▸ **What is expected**
Copy out the material below word for word, starting with the line that contains "Point to the silver coin" and going on through the end of the material.

▸ **Records supplied**
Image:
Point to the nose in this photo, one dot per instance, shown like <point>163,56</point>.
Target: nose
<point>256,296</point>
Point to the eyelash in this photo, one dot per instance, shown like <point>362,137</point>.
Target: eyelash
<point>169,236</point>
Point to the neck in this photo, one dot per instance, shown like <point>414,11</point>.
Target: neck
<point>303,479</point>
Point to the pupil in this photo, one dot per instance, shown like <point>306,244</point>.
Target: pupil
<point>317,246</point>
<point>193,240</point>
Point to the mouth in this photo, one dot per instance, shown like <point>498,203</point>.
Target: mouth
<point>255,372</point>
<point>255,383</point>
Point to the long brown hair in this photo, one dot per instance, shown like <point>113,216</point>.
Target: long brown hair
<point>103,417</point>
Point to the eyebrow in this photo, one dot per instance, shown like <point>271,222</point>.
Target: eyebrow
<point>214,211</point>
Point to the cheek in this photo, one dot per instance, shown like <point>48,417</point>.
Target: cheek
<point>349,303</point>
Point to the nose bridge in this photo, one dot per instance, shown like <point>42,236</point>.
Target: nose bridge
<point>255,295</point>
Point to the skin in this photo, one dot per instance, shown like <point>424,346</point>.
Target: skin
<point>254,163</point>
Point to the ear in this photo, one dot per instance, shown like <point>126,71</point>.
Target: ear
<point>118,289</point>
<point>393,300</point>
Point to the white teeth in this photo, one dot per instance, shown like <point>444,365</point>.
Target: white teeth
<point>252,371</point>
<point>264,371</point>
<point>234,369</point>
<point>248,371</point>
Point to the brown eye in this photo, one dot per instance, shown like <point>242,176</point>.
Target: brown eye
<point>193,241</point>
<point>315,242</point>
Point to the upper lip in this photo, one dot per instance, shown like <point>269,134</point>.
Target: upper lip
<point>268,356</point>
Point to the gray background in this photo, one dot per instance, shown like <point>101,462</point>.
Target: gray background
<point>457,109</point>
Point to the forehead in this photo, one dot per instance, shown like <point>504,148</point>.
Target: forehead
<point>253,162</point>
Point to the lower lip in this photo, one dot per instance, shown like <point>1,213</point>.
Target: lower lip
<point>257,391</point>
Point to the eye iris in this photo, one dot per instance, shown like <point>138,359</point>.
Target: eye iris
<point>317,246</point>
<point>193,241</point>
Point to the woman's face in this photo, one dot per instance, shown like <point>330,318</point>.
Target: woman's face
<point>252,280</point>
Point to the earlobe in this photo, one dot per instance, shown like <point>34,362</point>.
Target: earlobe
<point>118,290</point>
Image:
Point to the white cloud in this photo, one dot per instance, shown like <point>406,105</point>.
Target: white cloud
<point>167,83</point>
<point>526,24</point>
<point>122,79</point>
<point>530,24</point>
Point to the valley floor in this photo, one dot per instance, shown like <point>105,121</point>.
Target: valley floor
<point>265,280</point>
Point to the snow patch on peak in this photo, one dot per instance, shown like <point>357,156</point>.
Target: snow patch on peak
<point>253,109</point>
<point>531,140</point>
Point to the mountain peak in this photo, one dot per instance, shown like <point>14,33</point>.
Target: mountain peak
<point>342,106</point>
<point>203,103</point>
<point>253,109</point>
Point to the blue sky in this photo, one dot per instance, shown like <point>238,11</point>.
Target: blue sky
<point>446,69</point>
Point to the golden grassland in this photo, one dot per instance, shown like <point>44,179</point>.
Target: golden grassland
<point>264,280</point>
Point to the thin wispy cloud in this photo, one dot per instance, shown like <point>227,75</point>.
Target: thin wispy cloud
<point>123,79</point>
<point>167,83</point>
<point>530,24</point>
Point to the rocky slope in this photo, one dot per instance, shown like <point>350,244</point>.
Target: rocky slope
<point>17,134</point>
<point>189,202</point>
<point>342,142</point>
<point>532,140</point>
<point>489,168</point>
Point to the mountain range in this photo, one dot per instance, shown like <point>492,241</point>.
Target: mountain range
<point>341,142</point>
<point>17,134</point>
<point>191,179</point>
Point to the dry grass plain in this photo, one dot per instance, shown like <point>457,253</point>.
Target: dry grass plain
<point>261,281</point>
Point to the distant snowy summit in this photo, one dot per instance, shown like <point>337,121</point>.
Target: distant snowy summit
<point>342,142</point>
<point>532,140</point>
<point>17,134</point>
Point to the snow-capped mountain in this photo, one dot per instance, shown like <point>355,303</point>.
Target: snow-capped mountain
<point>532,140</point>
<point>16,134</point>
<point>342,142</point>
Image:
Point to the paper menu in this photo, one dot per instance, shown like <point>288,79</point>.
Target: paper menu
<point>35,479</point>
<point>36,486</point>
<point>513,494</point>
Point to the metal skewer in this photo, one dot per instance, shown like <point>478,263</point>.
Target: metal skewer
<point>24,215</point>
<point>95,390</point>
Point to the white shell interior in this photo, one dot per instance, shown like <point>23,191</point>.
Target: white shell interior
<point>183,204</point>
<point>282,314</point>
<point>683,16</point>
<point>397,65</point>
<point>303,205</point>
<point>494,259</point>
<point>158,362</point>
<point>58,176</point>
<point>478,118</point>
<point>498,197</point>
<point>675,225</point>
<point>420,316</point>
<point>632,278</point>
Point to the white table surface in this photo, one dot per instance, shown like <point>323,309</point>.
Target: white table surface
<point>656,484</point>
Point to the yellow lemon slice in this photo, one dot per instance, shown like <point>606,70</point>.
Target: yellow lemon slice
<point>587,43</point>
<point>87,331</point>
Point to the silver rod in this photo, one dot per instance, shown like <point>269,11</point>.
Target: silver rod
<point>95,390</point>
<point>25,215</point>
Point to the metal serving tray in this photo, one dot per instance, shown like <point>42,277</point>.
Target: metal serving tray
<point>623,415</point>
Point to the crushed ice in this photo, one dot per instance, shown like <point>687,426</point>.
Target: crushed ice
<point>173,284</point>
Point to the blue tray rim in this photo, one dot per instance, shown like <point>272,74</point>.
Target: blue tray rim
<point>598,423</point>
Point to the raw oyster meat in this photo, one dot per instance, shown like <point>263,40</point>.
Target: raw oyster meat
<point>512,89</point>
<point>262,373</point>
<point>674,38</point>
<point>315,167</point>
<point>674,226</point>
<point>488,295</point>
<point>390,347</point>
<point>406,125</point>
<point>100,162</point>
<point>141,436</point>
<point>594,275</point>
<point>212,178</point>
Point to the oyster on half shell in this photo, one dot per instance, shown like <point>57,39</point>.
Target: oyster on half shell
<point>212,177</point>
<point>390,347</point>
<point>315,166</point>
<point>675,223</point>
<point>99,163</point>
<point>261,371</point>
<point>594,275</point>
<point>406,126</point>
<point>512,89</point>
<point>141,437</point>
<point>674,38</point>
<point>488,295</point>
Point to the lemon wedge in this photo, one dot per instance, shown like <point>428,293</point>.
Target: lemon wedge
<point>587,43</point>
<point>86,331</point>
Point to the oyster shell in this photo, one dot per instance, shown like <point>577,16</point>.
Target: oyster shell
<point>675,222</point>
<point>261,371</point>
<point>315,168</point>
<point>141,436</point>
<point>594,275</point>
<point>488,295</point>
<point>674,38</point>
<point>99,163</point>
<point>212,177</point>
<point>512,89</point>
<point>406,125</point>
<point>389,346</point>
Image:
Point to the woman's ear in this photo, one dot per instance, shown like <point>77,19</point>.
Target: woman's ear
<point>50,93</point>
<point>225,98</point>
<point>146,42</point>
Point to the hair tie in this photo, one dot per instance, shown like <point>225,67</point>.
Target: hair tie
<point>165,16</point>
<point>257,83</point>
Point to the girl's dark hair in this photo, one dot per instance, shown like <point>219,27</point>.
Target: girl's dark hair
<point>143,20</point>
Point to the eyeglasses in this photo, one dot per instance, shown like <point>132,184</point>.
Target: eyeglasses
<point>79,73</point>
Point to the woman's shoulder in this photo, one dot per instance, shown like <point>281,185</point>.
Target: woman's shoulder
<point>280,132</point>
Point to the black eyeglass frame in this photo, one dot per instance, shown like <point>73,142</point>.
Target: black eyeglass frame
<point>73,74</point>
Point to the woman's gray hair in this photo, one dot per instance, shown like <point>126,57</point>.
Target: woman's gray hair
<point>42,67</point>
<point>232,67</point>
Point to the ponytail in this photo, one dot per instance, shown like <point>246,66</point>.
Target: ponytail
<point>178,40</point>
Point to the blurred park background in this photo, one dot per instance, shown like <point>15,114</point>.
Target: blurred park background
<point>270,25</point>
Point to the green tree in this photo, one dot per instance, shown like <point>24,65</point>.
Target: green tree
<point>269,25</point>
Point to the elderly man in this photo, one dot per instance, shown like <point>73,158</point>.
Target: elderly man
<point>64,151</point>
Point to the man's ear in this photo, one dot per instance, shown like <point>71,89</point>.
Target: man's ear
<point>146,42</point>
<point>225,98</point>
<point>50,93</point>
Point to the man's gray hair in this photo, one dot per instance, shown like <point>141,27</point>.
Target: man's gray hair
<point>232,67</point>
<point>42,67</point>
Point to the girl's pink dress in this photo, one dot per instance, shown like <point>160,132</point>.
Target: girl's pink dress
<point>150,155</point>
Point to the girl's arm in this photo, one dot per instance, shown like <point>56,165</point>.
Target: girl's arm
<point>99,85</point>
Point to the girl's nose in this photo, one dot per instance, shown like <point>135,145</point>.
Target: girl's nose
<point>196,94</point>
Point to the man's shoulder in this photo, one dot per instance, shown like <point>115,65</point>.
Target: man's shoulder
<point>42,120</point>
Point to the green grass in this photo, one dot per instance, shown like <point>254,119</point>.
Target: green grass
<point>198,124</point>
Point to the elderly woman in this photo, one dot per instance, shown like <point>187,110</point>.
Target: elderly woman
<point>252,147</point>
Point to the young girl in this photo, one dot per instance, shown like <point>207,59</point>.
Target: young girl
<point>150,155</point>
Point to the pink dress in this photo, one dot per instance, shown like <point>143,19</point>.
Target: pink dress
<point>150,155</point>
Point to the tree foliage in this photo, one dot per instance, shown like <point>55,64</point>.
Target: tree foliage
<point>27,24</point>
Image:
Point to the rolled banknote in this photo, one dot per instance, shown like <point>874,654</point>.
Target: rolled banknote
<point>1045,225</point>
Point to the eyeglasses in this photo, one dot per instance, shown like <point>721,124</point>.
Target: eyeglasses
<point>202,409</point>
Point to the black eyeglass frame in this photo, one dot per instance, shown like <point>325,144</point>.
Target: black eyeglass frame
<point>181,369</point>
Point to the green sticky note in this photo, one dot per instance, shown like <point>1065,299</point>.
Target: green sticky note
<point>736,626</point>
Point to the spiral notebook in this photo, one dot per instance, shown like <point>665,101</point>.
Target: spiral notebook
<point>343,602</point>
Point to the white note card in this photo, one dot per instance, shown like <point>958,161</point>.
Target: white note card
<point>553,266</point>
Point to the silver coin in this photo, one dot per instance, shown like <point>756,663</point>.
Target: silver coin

▸ **Expected output**
Point to the silver coin in this photo, one dot per instance, shown like <point>756,663</point>.
Target: silver coin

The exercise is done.